Required tasks:
(a) Translate this sentence from the passage on sleep and appetite into Spanish: "The study found that people sleeping fewer hours ended up eating more and gaining weight."
(b) The passage on sleep and appetite calls one relationship fundamental in Chinese medicine. List the three things that make up that relationship.
(c) Proceed with the passage on sleep and appetite, picking up after its last sentence.

Excerpted passage:
......

Not sleeping enough or reducing the quality of your sleep by eating late at night disturbs the deep assimilation of nutrients that can only happen in deep slumber. The appetite can be thrown off balance as you seek the irreplaceable nourishment of sleep in food instead (often sugary foods and coffee that can weaken your digestion further…!).
The relationship between sleep, appetite, and digestion is a fundamental one in Chinese medicine, so it’s especially interesting to me to see it popping up in this University of Colorado study. The study found that people sleeping fewer hours ended up eating more and gaining weight.
“Just getting less sleep, by itself, is not going to lead to weight gain,” said Kenneth Wright, the director of the laboratory that carried out the study. “But when people get insufficient sleep, it leads them to eat more than they actually need.”
The study was carried out at the University of Colorado hospital where the 16 “young, lean, healthy” subjects lived for about two weeks, sleeping in a controlled setting. After a few days where both groups could sleep for up to nine hours to establish a baseline, for five days one group had five hours of sleep opportunity and the other had nine. Both groups had access to large meals and a variety of snacks. The groups switched conditions for a second run of five days.

......

Dataset section:
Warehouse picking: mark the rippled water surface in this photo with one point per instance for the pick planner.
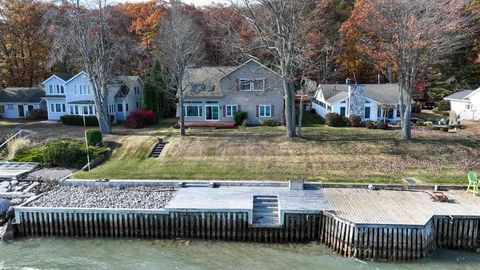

......

Results for the exercise:
(a) El estudio descubrió que las personas que dormían menos horas terminaban comiendo más y aumentando de peso.

(b) Sleep, appetite, digestion

(c)
The press release from UC Boulder describes the results:
“On average, the participants who slept for up to five hours a night burned 5 percent more energy than those who slept up to nine hours a night, but they consumed 6 percent more calories. Those getting less sleep also tended to eat smaller breakfasts but binge on after-dinner snacks. In fact, the total amount of calories consumed in evening snacks was larger than the calories that made up any individual meal. The current findings add to the growing body of evidence showing that overeating at night may contribute to weight gain.
“Wright and his colleagues also found that men and women responded differently to having access to unrestricted food. Men gained some weight even with adequate sleep when they could eat as much as they wanted, while women simply maintained their weight when they had adequate sleep, regardless of how much food was available. Both men and women gained weight when they were only allowed to sleep for up to five hours.”
Of course–no telling what strange effect living in a sleep study lab for two weeks will have on your eating and sleeping!! …but it still seems like a promising line of study to get some fairly common sense ideas about appetite and sleep into mainstream thinking.
If you struggle with food cravings and weight gain, take a look at the quality and duration of your sleep!